- _ЗАДАНИЯ_:
[A] Ответьте на вопросы по тексту о пространственной метафоре:
(i) Кто предлагает обратить внимание на приведенные предложения с глаголом went?
(ii) Что служит местами в предложении про светофор?
(iii) Какие три понятия, по словам автора, описываются так, словно они – объекты, располагающиеся в каком-то месте?
[B] Подхватите текст о пространственной метафоре и продолжите его после последней приведенной строки.

Вот одна идея, основой для которой стало открытие в лингвистике. Рэй Джекендофф предлагает нам обратить внимание на предложения, подобные следующим:

The messenger went from Paris to Istanbul.

Посыльный отправился из Парижа в Стамбул.

The inheritance finally went to Fred.

Наследство в итоге досталось (букв.: перешло к) Фреду.

The light went from green to red.

Зеленый свет сменился красным (букв.: перешел от зеленого к красному).

The meeting went from 3:00 to 4:00.

Собрание шло с 3:00 до 4:00.

С первым предложением все понятно: кто-то переместился из одного места в другое. Однако во всех остальных предложениях все остаются на своих местах. Фред мог бы стать миллионером после оглашения завещания даже в том случае, если бы никто не передавал ему денег, а на его имя перешел бы счет в банке. Светофоры тоже не двигаются со своего места на тротуаре, а собрание – вообще не предмет, чтобы куда-то двигаться. Мы используем пространство и движение в качестве метафорического обозначения более абстрактных идей. В предложении про Фреда объектом является имущество, местом – владелец, а перемещением – передача имущества. В предложении про светофор объектом является меняющая свое состояние вещь, местами – ее состояния (горит красный свет или горит зеленый свет), а перемещением – изменение. В предложении про собрание время – это линия, настоящее – это точка движения, событие – это путешествие, а его начало и конец – это исходный пункт и пункт назначения.

Пространственная метафора используется не только тогда, когда мы говорим об изменениях, но и когда мы говорим о неизменяющихся состояниях. Принадлежность, состояние, планирование тоже описываются так, словно они – объекты, располагающиеся в каком-то месте:

The messenger is in Istanbul.

Посыльный находится в Стамбуле.

The money is Fred’s.

Деньги принадлежат Фреду (букв.: Деньги есть у Фреда.).

The light is red.

Горит красный свет (букв.: Свет есть красный.).

The meeting is at 3:00.

- _ИСХОДНЫЕ ДАННЫЕ_:
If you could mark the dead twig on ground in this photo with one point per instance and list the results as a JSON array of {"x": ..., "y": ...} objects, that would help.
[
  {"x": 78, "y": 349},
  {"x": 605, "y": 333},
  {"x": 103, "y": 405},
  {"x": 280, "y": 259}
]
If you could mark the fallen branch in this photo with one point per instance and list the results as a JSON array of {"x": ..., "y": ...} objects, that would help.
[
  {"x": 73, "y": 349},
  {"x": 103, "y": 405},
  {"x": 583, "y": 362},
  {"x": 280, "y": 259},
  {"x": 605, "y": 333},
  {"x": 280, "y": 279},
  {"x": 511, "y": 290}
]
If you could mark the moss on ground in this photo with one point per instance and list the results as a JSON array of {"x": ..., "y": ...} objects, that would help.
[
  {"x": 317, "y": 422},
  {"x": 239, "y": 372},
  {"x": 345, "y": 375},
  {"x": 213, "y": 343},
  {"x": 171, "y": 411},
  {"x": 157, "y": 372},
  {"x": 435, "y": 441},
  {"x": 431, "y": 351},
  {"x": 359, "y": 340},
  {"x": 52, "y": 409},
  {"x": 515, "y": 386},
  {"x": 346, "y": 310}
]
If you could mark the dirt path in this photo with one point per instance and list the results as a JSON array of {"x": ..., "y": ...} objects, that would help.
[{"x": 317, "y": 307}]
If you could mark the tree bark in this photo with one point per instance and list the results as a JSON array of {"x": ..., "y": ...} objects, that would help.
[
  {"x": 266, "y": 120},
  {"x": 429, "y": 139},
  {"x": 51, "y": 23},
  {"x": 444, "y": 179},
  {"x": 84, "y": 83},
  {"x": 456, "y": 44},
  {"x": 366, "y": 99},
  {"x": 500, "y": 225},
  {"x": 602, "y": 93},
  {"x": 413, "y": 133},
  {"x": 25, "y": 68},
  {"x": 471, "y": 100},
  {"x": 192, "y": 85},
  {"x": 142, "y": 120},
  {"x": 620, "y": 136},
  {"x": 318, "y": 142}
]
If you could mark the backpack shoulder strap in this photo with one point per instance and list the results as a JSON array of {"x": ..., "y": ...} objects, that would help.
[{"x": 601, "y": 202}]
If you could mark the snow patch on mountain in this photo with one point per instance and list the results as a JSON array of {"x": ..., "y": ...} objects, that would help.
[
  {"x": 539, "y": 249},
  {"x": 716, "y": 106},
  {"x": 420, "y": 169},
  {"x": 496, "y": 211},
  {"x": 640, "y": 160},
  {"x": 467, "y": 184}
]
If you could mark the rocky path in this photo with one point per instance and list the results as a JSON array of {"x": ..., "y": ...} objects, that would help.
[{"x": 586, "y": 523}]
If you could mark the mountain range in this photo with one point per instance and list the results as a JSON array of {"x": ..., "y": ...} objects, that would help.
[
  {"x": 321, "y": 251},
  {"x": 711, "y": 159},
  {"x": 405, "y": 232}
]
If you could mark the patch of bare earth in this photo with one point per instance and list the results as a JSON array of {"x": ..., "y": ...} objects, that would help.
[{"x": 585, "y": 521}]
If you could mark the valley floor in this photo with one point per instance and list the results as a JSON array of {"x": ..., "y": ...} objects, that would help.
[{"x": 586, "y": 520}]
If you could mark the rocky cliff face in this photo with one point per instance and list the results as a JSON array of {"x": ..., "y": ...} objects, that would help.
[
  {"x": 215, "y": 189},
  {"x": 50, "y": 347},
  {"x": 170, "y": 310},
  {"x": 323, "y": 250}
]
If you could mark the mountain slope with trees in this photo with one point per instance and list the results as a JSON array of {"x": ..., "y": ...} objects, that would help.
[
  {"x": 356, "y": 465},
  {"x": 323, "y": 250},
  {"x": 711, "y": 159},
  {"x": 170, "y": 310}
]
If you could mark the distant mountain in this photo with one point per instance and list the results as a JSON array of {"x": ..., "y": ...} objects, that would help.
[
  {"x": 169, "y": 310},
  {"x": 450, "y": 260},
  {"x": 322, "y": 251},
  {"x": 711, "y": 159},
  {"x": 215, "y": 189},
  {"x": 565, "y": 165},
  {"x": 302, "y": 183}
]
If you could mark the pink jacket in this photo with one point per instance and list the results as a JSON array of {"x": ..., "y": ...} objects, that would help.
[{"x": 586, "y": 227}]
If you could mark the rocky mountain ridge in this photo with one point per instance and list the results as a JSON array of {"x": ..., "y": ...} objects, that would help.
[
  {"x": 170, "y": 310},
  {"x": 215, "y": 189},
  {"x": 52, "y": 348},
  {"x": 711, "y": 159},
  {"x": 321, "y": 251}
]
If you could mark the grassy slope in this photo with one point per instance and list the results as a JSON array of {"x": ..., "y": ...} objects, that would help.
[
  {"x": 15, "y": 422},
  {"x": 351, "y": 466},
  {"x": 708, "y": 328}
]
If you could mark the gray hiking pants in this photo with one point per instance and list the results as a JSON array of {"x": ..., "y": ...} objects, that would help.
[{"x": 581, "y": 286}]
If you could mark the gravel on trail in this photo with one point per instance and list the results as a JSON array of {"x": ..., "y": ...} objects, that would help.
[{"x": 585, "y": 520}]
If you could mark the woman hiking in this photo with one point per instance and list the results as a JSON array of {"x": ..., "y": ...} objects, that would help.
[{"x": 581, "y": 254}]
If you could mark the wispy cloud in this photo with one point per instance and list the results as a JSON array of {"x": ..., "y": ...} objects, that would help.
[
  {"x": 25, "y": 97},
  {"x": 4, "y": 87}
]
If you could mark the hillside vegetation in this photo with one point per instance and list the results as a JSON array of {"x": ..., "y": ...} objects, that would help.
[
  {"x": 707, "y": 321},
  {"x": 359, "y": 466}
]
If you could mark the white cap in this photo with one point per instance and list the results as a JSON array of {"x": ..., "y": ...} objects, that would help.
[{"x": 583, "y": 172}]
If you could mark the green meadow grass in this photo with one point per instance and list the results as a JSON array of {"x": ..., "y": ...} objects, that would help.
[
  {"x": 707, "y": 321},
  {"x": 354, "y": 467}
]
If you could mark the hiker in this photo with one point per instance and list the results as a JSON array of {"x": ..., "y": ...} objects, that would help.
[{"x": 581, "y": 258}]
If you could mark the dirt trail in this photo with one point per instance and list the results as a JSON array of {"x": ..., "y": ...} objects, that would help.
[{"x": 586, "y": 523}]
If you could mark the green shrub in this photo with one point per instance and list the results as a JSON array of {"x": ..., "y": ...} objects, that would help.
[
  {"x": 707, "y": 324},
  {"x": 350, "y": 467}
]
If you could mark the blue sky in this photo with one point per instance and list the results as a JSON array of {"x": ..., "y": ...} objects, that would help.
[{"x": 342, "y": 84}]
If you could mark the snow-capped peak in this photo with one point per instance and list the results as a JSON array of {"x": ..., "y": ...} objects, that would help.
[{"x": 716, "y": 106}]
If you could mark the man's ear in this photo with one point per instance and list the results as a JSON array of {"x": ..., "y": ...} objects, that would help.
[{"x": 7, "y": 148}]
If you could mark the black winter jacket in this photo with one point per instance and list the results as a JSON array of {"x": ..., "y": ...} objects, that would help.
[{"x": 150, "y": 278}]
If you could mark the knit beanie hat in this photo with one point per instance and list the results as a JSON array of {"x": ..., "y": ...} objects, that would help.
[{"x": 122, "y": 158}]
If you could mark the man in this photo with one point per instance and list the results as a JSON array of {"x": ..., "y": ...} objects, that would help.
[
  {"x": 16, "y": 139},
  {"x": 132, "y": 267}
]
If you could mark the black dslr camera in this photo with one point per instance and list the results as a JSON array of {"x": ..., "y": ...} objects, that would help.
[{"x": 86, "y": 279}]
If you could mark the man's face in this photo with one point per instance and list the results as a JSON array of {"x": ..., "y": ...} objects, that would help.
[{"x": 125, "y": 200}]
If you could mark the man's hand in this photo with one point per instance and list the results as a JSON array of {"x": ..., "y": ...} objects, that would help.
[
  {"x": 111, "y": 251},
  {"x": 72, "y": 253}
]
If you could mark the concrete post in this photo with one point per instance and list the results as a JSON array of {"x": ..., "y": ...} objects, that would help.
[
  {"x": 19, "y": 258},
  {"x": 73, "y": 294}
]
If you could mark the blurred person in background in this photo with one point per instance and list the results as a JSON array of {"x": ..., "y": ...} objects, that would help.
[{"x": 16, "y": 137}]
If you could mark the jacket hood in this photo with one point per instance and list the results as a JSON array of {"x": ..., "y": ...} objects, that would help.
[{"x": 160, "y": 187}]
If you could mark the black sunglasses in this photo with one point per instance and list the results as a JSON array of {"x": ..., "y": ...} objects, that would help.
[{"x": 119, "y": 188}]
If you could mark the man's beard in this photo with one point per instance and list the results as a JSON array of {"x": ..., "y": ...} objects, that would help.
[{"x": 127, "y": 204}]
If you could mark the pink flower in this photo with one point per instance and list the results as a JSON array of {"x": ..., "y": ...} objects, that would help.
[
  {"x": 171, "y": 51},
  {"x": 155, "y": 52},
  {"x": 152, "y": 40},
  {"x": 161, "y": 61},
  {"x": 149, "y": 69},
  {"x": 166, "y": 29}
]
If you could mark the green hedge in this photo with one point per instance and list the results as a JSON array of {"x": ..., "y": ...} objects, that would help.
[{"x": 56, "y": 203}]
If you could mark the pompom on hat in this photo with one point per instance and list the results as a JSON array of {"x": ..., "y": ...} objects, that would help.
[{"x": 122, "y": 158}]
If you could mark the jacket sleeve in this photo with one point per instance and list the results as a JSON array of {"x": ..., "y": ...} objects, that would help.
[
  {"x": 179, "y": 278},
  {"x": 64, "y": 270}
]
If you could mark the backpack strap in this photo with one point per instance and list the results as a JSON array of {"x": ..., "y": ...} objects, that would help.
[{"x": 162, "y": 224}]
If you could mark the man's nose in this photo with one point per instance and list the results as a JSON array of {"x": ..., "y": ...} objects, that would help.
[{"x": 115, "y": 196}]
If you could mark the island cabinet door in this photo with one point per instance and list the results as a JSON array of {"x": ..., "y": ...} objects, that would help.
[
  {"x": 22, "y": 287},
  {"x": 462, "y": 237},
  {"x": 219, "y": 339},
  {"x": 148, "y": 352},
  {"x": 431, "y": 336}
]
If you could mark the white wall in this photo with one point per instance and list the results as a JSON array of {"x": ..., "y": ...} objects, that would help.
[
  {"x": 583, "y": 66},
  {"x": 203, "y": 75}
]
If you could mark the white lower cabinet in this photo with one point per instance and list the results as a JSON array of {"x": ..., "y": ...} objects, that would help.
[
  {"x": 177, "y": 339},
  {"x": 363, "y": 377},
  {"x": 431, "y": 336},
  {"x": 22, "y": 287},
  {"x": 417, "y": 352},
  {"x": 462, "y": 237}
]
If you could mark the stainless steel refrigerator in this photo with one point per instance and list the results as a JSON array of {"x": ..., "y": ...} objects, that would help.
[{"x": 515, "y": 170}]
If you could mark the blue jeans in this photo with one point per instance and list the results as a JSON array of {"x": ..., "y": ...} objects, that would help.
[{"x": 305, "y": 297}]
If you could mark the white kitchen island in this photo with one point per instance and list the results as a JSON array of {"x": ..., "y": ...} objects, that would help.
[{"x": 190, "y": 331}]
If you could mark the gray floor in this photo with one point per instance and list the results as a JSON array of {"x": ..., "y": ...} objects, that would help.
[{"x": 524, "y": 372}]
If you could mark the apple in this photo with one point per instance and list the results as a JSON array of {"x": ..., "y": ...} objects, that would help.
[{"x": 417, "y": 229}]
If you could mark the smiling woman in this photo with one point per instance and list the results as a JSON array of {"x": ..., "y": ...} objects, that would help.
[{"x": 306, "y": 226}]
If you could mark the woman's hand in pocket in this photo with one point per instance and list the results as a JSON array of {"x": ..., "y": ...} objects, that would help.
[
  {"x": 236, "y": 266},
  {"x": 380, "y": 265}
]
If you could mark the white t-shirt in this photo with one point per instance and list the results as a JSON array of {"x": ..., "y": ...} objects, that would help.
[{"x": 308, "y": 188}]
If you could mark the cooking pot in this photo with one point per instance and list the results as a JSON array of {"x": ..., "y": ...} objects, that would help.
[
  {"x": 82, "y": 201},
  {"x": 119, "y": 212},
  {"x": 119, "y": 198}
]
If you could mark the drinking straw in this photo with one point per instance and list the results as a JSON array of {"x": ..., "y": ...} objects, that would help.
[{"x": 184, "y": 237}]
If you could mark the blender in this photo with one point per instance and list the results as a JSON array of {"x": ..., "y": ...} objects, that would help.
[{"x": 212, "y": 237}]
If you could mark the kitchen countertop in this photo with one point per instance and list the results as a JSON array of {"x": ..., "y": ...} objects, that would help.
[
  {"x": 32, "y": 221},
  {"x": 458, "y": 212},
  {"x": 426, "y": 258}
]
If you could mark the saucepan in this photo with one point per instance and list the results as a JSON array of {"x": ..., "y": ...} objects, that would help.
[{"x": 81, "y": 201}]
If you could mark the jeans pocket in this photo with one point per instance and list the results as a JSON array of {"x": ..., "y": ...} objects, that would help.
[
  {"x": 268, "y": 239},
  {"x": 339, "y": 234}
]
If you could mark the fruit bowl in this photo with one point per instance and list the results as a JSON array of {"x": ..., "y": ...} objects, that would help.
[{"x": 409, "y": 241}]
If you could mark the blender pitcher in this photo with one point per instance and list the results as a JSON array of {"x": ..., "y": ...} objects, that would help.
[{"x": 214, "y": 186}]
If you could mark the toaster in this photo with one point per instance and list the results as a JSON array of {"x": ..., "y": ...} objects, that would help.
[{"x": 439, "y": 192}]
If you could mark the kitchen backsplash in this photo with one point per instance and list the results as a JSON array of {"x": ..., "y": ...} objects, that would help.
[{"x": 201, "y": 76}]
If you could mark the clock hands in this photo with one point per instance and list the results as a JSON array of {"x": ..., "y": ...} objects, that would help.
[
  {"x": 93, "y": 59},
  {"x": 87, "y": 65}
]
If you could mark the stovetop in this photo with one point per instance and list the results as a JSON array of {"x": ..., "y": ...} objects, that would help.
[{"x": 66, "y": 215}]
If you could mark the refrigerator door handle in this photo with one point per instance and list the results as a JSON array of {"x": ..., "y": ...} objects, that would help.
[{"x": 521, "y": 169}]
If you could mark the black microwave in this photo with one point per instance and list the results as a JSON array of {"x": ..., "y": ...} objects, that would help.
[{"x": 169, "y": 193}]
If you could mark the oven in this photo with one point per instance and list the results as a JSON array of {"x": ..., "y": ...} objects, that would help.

- _ОТВЕТЫ К ЗАДАНИЯМ_:
[A]
(i) Рэй Джекендофф.
(ii) Состояния меняющей свое состояние вещи: горит красный свет или горит зеленый свет.
(iii) Принадлежность, состояние, планирование.

[B]
Собрание в 15:00 (букв.: Собрание есть в 15:00.).

Такая метафора работает и в предложениях о ситуации, когда кого-то или что-то каузируют оставаться в данном состоянии:

The gang kept the messenger in Istanbul.

Банда держала посыльного в Стамбуле.

Fred kept the money.

Фред оставил себе деньги.

The сор kept the light red.

Полицейский сделал так, чтобы светофор оставался красным (букв.: задержал).

Emilio kept the meeting on Monday.

Эмилио оставил собрание запланированным на понедельник.

Почему мы используем такие аналогии? Не для того, чтобы задействовать сами слова, а чтобы задействовать их инференциальные механизмы. Некоторые логические выводы, применимые к пространству и движению, также идеально подходят для обладания, условий и времени. Это позволяет нам заимствовать механизмы умозаключений о пространственных отношениях для рассуждения на другие темы. Например, если нам известно, что X отправился в Y, мы можем сделать логический вывод, что до этого X не был в Y, но теперь он находится там. По аналогии, если мы знаем, что имущество переходит к человеку, то можем заключить, что до сих пор у человека не было этого имущества, а теперь он им обладает. Аналогия очень близкая, хотя и не совершенно точная: посыльный может на пути из Парижа в Стамбул побывать в нескольких местах, но когда Фред наследует деньги, он не становится их собственником постепенно, по мере чтения завещания: переход происходит мгновенно. Итак, понятие местоположения не должно сливаться с понятиями обладания, условия и времени, но в то же время они могут позаимствовать у него некоторые правила логических выводов. Именно благодаря этому заимствованию аналогии между местоположением и другими понятиями могут быть полезными, а не просто привлекать внимание очевидным сходством[388].

Мышление выражает абстрактные понятия с помощью конкретных терминов. Для метафорического выражения заимствуются не только слова, но и целые грамматические конструкции. Конструкция с двойным дополнением – Minnie sent Mary the marbles («Минни послала Мэри стеклянные шарики») – используется для предложений о передаче или дарении чего-то кому-то. Однако эта же конструкция может задействоваться и для предложений о коммуникации:

Minnie told Mary a story.

Минни рассказала Мэри сказку.

Alex asked Annie a question.

Алекс задал Энни вопрос.

Carol wrote Connie a letter.

Кэрол написала Конни письмо.

Идея – это подарок, коммуникация – это акт дарения или передачи, говорящий – это отправитель, слушатель – это получатель, знание – это обладание[389].

Местоположение в пространстве – это одна из двух основных метафор языка, использующаяся для передачи тысяч разных значений. Вторая метафора – это сила, воздействие, каузация. Леонард Талми указывает на то, что в каждой из приведенных ниже пар оба предложения обозначают одно и то же событие, но нам эти события кажутся разными:

The ball was rolling along the grass.

The ball kept on rolling along the grass.

Мяч катился по траве.

Мяч продолжал катиться по траве.

John doesn’t go out of the house.

John can’t go out of the house.

Джон не выходит из дома.

Джон не может выйти из дома.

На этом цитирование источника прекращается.